- **Set problem**
Pick out each line below that includes the string "black", and copy those lines. Case counts.
-- BEGIN Data lines --
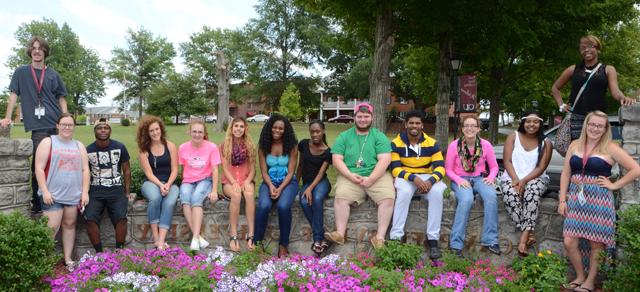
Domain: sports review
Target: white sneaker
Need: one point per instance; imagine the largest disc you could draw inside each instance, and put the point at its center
(203, 243)
(195, 245)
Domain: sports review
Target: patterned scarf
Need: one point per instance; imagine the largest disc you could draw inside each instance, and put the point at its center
(468, 159)
(239, 154)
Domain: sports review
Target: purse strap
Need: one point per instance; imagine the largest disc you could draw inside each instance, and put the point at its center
(584, 86)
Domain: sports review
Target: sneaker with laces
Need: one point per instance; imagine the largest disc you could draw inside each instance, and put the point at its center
(334, 237)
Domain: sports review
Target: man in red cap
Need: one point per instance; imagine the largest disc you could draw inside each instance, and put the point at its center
(361, 156)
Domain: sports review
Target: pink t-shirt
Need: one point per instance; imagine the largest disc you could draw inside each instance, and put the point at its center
(197, 163)
(453, 164)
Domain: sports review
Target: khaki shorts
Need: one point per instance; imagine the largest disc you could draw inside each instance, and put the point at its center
(380, 190)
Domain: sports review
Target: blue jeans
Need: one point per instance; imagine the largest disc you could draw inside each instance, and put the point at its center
(464, 198)
(315, 211)
(194, 193)
(160, 208)
(283, 203)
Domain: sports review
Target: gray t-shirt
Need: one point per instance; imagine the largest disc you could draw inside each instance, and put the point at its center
(24, 86)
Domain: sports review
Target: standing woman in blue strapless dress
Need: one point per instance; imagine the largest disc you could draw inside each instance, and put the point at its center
(278, 157)
(586, 199)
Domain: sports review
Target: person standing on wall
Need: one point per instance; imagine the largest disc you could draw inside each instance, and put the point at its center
(42, 98)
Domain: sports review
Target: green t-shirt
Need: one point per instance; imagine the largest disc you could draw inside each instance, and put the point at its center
(349, 144)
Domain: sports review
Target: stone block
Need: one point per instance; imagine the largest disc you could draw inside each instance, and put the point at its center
(6, 147)
(7, 196)
(629, 113)
(24, 147)
(14, 176)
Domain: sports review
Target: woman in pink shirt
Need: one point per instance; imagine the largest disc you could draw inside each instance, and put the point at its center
(465, 165)
(199, 159)
(238, 168)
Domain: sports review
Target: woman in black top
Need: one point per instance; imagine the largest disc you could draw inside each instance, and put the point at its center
(159, 161)
(312, 169)
(593, 95)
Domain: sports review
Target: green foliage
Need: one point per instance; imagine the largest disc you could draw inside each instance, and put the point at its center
(27, 252)
(196, 280)
(290, 103)
(79, 67)
(385, 280)
(624, 274)
(397, 255)
(246, 262)
(544, 271)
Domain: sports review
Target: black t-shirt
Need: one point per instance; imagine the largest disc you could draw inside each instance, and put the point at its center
(105, 168)
(311, 163)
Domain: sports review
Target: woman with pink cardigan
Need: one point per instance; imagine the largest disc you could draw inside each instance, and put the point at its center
(465, 165)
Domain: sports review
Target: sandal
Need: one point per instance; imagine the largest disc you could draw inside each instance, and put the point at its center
(234, 239)
(571, 286)
(250, 242)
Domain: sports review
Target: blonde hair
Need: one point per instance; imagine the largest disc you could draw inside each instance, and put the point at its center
(198, 122)
(227, 147)
(594, 40)
(601, 147)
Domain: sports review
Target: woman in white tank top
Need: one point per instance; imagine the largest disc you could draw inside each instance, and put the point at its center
(524, 181)
(62, 172)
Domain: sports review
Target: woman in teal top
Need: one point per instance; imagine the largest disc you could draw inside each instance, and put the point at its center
(278, 156)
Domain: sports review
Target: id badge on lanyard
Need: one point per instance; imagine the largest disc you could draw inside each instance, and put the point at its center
(39, 110)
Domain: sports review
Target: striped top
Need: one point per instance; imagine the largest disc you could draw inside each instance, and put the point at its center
(423, 158)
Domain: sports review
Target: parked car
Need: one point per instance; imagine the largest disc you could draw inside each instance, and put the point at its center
(555, 165)
(341, 119)
(258, 118)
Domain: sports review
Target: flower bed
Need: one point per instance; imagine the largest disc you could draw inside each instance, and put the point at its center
(218, 270)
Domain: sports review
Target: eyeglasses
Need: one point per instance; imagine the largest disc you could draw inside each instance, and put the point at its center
(596, 126)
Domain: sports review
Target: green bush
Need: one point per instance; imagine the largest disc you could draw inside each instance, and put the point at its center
(27, 252)
(623, 275)
(544, 271)
(398, 255)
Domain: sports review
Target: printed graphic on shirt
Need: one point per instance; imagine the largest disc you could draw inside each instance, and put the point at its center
(104, 168)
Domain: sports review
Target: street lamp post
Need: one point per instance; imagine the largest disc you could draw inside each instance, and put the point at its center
(455, 66)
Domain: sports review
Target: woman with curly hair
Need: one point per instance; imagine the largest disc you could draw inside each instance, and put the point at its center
(199, 159)
(159, 161)
(238, 159)
(278, 155)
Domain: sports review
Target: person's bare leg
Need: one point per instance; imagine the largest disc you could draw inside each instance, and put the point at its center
(573, 252)
(55, 219)
(594, 264)
(69, 217)
(196, 221)
(342, 208)
(385, 211)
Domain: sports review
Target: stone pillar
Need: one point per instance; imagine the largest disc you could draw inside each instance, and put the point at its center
(15, 173)
(630, 117)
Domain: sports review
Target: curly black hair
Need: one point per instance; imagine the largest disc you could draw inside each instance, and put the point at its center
(289, 140)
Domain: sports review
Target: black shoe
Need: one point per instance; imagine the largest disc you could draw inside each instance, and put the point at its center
(457, 252)
(495, 249)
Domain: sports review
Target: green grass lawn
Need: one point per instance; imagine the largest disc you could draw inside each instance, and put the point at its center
(178, 135)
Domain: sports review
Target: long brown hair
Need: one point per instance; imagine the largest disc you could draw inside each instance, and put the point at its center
(227, 147)
(142, 136)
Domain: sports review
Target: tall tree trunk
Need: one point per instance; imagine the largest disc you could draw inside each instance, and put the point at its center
(222, 64)
(497, 75)
(444, 92)
(379, 78)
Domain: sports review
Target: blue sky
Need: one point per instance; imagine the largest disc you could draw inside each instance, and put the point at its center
(102, 25)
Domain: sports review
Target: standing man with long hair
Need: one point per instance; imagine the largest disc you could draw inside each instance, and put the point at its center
(42, 99)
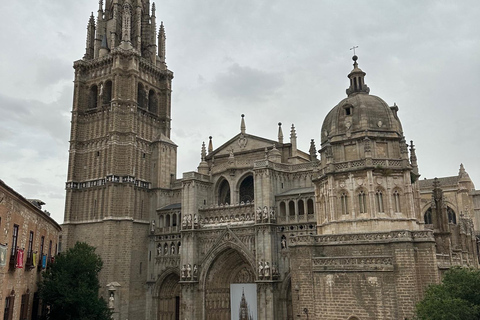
-- END Data lines --
- **Correct output**
Target: woman in black top
Target: black t-shirt
Target: curly black hair
Target: black shoe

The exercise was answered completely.